Hale’s relationship to that history isn’t distant. Drawn as a teenager into the experimental literary and Buddhist scene around Naropa University—where Ginsberg helped found the Jack Kerouac School of Disembodied Poetics—he first encountered the poet in the ‘80s as a living presence rather than a fixed icon. 

“He said he was gay,” Hale recalls. “That was the first time I’d heard anybody publicly say that they were gay.”

“It was smoky rooms, parties, drinking, and meditation,” he adds. “The boundaries were blurred, but it was magnetic.”

Allen Ginsberg and Peter Hale, New York City, September 5, 1992. Photo by Allen Ginsberg, courtesy Stanford University Libraries / Allen Ginsberg Estate

What began as proximity eventually became responsibility in 1992, when Hale began archiving tapes and photographs, helping shape posthumous projects, and translating a countercultural moment into something that could continue to evolve.

The evolution now shapes the event itself. Hale and co-producer Jesse Goodman, inspired by late producer Hal Willner, known for his expansive tribute projects, approached Ginsberg not as a relic but as an open framework for reinterpretation.

“We were inspired by Willner’s approach of having different artists reinterpret a single figure,” Hale says. “When he died, it felt like a torch passing, like, ‘You guys take over.’”

The lineup stretches across disciplines and sensibilities: Tune-Yards’ Merrill GarbusVetiver’s Andy Cabic, Kim Stanley Robinson, Tongo Eisen-Martin, Dominique DiPrima, and Brontez Purnell.

What Hale is pointing to is something larger than a single moment. Howl didn’t arrive all at once; it grew out of a San Francisco scene already in motion, a loose constellation of poets including Kenneth Rexroth, Robert Duncan, and Gary Snyder, and a culture of public readings where poetry was spoken aloud, tested in real time, and shaped by audience and atmosphere. 

It was here that Ginsberg met Peter Orlovsky, his lifelong partner, and began fusing poetry with performance, spirituality, and radical openness.

He didn’t pass through once and leave a legend behind; he kept returning. In the ’60s, he chanted at the Human Be-In in Golden Gate Park, which arguably launched the Summer of Love, threading poetry into a rising counterculture.

He continued reading and teaching in San Francisco into the ’90s, when he gave what is believed to be his final public reading at The Booksmith in 1996, a year before he died in 1997, still chasing that same open line.

> [Written tasks]
a: According to the piece on Peter Hale and Allen Ginsberg, where did Ginsberg give what is believed to be his final public reading?
b: Carry on the piece about Peter Hale and Allen Ginsberg from its final sentence.

> [Listed records]
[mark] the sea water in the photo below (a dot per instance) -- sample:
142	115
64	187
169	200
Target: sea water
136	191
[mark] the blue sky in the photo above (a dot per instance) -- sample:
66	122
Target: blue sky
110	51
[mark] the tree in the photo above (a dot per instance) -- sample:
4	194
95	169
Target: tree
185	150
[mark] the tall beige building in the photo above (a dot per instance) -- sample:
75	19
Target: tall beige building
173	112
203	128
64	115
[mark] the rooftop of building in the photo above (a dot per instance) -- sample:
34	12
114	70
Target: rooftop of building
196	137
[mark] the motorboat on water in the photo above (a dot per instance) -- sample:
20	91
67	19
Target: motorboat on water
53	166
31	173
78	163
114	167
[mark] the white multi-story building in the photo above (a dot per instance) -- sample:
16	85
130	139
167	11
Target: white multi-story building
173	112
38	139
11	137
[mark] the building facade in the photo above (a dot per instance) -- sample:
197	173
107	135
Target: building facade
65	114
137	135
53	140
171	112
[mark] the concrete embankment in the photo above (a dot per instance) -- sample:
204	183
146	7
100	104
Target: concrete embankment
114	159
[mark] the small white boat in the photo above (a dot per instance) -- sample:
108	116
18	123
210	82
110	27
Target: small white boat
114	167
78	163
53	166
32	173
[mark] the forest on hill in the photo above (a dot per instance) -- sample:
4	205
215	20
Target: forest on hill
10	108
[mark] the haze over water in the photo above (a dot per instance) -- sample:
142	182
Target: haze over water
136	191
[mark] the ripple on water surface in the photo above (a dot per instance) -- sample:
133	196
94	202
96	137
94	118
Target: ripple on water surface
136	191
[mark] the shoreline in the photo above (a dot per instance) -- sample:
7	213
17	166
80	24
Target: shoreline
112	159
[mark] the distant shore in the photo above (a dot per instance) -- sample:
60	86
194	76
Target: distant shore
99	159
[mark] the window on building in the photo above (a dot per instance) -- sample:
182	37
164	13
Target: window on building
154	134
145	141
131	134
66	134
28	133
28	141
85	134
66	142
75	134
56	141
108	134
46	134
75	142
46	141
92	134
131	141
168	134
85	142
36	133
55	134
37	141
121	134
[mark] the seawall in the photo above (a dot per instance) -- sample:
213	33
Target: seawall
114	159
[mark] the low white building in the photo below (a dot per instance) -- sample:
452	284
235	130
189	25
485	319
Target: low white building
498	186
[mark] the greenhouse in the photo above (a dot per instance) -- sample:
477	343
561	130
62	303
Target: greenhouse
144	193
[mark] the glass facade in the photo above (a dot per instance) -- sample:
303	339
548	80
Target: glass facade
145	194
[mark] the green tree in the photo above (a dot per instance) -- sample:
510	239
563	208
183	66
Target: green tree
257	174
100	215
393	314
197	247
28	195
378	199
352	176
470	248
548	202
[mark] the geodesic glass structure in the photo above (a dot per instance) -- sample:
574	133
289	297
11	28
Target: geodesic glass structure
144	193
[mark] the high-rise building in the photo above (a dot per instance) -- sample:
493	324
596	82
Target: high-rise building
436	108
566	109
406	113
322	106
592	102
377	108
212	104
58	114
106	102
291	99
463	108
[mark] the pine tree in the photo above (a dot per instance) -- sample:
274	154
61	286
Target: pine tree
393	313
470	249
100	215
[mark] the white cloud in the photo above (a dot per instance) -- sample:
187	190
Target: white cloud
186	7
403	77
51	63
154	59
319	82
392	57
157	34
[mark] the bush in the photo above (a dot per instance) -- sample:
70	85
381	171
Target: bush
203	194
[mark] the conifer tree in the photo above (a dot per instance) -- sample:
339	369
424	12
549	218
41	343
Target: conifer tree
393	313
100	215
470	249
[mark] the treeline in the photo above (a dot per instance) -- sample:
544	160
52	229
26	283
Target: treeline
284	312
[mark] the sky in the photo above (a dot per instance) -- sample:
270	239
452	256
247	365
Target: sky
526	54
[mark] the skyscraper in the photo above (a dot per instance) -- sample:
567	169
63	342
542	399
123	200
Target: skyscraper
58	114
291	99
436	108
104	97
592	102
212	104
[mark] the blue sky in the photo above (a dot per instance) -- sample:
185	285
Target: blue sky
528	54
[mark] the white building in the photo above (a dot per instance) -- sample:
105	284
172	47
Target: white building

> [Results by task]
a: At The Booksmith in San Francisco, in 1996.

b:
Andy Cabic. Photo by Alissa Anderson

For Cabic, Howl‘s lineage runs sideways through music. As the founder of band Vetiver and a longtime collaborator of Devendra Banhart, he emerged from a 2000s scene that echoed the Beat-era cross-pollination of songwriters, poets, and visual artists who shared space, traded influence, and built something loose and communal.

“I probably discovered him through Kerouac and William Burroughs in college,” he says. “It wasn’t until I got to college that I discovered a love of reading.”

“What I love about Ginsberg is his interviews, the range of his interests, and the way he folds different practices into his own,” he adds. “That’s encouraging.”

Cabic will perform songs Ginsberg himself once played, folding his own style into that lineage. There’s a bittersweet nostalgic spin. “A lot of what was here isn’t anymore,” Cabic says. “You don’t have the same freedom to pursue art full-time.”

If Cabic’s perspective is tempered, Purnell arrives sharper. The writer, musician, and cultural critic cuts across novels, essays, and punk performance. He has fronted bands like Gravy Train!!!! and The Younger Lovers, bringing that same confrontational energy to the stage.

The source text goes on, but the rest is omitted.